Start of DATASET RECORDS
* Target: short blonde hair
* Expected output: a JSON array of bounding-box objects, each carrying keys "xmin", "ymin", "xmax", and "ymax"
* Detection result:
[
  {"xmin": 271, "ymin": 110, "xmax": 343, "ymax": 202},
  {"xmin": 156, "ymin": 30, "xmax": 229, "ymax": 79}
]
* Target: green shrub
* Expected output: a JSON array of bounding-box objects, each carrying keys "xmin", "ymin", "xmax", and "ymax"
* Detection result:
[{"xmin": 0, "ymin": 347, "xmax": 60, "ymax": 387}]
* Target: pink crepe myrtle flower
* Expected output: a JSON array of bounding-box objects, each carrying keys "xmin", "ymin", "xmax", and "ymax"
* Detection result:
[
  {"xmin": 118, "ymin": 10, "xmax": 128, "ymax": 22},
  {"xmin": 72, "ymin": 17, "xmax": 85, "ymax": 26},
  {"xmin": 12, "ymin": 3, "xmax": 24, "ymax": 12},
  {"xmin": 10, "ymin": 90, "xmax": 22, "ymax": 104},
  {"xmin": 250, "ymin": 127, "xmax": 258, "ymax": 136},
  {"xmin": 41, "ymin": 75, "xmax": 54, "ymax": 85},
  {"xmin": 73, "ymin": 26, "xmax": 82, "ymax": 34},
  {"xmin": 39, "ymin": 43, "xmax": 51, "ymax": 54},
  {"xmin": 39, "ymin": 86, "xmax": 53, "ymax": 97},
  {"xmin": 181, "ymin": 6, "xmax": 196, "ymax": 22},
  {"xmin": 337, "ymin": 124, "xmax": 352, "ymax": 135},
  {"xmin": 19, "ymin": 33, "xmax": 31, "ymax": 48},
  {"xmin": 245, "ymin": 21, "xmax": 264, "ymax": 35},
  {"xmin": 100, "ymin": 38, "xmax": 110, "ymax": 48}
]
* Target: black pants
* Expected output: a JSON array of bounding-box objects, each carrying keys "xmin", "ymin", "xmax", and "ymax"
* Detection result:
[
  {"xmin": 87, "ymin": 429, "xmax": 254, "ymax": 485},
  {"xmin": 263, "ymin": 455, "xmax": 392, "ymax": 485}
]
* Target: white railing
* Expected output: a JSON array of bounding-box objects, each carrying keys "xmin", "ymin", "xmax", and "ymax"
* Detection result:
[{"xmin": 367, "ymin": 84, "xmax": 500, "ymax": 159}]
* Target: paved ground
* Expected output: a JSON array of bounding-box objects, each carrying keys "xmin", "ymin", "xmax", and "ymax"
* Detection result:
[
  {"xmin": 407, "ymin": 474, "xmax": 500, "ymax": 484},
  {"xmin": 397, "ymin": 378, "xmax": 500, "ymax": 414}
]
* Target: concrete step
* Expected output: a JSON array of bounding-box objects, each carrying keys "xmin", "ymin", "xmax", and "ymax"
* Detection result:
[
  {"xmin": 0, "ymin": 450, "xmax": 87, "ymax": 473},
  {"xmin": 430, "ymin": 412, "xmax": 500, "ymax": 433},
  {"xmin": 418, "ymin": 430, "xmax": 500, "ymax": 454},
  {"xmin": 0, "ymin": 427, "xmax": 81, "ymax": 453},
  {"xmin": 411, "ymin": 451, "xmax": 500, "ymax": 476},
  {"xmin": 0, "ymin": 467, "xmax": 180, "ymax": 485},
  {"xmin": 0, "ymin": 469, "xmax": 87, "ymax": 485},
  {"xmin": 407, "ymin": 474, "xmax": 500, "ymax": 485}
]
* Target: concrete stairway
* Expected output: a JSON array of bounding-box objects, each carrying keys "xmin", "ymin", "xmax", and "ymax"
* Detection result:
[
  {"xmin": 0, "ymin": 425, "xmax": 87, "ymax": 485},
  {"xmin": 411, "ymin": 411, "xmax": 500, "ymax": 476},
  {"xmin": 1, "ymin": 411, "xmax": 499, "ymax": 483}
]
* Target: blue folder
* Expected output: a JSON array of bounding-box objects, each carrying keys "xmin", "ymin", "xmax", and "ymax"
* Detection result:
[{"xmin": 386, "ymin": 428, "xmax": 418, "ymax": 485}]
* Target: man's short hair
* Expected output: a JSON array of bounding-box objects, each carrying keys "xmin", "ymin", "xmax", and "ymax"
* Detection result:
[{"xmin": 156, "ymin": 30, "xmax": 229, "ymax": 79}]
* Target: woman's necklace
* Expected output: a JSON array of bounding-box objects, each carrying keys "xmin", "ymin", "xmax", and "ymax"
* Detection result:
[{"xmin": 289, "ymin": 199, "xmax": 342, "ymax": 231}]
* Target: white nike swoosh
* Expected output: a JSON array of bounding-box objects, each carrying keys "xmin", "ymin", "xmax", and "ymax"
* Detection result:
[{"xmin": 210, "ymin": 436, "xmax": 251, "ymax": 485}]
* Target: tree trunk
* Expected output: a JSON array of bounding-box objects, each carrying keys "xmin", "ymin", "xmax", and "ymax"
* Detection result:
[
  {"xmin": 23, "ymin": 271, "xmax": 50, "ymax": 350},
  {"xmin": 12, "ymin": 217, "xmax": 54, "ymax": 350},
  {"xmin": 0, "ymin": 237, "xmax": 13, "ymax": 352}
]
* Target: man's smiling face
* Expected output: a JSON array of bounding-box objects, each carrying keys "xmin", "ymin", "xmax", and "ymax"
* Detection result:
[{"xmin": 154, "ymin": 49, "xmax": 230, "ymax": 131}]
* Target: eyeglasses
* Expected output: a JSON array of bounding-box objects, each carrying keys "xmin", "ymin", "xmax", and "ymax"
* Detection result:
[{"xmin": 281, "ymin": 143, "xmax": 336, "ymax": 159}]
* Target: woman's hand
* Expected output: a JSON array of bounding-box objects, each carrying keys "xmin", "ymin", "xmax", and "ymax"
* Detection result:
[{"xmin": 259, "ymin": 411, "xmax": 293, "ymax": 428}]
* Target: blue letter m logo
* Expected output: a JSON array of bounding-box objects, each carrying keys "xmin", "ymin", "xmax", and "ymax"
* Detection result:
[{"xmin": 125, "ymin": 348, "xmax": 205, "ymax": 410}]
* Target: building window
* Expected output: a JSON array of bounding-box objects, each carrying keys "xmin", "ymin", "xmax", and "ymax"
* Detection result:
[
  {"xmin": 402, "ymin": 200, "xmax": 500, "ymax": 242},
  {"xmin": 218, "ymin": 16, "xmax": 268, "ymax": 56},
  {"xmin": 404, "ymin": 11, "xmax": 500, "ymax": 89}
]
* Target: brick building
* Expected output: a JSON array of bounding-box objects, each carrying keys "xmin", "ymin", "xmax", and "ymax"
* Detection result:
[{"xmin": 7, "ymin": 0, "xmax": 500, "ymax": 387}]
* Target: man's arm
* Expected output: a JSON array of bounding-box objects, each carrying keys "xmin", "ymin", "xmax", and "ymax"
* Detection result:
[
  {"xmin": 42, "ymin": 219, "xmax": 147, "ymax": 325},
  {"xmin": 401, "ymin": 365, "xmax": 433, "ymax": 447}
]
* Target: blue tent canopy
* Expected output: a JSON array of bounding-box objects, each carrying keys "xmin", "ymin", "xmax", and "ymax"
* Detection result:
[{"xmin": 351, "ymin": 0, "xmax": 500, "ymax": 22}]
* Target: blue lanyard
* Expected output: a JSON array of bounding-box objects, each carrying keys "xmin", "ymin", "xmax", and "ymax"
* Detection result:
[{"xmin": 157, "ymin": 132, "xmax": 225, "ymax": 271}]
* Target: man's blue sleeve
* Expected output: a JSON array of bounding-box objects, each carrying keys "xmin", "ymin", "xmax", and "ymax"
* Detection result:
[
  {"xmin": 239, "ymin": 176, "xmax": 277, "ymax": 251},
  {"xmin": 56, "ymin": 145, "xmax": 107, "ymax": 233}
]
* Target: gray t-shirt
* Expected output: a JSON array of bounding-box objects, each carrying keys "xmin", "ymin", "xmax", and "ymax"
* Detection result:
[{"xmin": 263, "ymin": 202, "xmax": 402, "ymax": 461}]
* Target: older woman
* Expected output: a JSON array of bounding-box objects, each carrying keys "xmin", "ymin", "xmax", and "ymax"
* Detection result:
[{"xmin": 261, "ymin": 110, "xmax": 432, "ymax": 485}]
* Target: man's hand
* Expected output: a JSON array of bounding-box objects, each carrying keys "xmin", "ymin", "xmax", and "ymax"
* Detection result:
End of DATASET RECORDS
### [DESCRIPTION OF THE TASK]
For every line of the records that has the word "white" in it, make a copy.

### [YOUR SOLUTION]
* Target: white railing
* Target: white nike swoosh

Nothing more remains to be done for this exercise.